Exercise description ->
In the column about teenagers, what school does the letter writer Tova Kaplan attend?

Passage shown ->
# # # #

Let me start with this axiom: Nobody wants teenagers around.
Oh, we tolerate them and even cheer for them at certain times and events.
But do we want them hanging around with pals in our houses, malls, restaurants, backyards or basements?
Not a chance.
Now we can add schools to the places where teens aren’t wanted.
And there’s a simple reason nobody wants them hanging out: They’re not kids and they’re not adults, but they can cause kid trouble, do adult damage, make foolish decisions and reproduce.
And spread viruses.
Forget all the good things they can do.
I thought about this because I was particularly moved by a recent letter to the editor in the Sun-Times written by a 16-year-old girl named Tova Kaplan. She’s a student at Whitney Young.
In the letter, Tova decried the way teens and their opinions and needs are casually dismissed by city and state leaders who make all the plans during a crisis, such as the COVID-19 pandemic.
‘‘Any discussions on schools are held as if those schools are devoid of students, as if the only opinions that matter are those of parents, teachers unions, the school board and the governor,’’ she wrote.

# # # #

Record set ->
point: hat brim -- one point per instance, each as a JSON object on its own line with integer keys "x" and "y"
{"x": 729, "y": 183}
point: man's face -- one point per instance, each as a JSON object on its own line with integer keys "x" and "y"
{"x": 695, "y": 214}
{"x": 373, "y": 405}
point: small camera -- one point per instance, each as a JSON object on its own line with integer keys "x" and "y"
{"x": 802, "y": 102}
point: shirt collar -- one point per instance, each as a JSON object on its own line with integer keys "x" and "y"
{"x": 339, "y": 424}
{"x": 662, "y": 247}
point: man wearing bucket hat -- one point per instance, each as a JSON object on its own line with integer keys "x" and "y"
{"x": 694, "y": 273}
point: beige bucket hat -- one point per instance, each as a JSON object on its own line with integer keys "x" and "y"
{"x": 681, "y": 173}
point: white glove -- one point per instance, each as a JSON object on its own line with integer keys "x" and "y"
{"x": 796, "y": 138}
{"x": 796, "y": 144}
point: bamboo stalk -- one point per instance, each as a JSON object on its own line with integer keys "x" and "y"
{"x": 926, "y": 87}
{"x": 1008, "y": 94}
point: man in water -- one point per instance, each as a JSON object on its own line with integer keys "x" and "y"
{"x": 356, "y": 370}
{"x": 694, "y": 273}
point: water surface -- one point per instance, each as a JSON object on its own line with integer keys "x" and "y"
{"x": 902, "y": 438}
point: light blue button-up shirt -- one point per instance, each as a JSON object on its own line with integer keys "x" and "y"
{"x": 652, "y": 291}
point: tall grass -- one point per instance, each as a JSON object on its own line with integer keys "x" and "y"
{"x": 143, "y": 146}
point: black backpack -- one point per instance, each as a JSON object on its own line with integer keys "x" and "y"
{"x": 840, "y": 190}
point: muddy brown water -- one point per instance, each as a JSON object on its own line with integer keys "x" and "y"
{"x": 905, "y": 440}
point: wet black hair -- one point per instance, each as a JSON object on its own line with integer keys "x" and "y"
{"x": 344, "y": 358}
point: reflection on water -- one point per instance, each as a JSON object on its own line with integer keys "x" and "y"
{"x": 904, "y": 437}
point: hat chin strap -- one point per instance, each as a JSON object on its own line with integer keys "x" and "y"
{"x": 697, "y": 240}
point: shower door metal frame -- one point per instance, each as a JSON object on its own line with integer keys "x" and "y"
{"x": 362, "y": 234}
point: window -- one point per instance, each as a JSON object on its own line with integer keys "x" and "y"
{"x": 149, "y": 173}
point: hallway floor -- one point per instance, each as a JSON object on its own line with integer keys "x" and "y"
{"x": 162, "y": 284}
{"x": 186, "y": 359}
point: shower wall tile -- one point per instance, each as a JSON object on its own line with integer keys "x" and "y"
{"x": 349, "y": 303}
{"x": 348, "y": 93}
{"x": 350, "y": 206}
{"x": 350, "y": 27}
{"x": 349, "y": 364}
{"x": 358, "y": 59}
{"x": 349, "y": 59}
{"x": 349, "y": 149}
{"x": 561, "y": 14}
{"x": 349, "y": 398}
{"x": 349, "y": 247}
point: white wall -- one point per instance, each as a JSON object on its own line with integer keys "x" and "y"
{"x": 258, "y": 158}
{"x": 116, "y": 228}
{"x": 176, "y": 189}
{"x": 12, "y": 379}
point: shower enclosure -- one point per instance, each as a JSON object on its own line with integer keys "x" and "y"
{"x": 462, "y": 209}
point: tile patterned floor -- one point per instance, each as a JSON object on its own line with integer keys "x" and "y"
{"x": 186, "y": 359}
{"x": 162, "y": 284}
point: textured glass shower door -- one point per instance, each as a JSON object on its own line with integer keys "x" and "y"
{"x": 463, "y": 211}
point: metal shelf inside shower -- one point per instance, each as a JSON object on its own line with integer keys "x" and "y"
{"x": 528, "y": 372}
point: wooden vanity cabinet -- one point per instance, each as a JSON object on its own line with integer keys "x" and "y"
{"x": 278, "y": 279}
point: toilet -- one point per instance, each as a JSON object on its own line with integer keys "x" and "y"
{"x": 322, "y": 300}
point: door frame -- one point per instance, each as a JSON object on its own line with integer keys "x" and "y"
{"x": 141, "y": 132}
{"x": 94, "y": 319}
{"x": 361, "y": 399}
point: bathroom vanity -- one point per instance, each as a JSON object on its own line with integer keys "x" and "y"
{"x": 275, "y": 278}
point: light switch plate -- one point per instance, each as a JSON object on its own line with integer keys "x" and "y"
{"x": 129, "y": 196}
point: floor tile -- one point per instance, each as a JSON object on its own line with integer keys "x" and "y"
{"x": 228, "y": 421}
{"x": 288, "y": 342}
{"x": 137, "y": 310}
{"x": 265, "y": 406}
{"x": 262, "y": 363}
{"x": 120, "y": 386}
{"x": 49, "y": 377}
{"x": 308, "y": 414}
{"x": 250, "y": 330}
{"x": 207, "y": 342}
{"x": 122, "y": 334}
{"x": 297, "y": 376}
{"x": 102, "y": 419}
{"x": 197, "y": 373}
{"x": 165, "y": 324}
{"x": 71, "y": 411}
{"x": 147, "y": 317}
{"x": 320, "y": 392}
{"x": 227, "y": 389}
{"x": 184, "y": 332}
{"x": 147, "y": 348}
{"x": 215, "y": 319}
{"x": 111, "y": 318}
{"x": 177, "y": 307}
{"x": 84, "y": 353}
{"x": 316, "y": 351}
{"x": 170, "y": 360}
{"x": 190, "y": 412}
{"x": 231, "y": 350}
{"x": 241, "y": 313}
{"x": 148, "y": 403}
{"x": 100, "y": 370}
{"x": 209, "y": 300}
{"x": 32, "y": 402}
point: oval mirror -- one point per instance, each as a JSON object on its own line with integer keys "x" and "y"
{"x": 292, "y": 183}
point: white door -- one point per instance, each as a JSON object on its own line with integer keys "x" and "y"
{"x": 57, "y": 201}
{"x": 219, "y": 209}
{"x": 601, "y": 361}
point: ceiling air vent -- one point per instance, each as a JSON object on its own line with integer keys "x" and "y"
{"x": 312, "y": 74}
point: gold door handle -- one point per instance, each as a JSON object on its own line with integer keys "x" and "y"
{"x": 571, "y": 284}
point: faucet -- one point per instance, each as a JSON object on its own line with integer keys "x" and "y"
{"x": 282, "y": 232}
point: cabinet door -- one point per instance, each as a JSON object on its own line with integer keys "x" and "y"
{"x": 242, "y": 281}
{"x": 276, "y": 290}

# # # #

Your solution ->
Whitney Young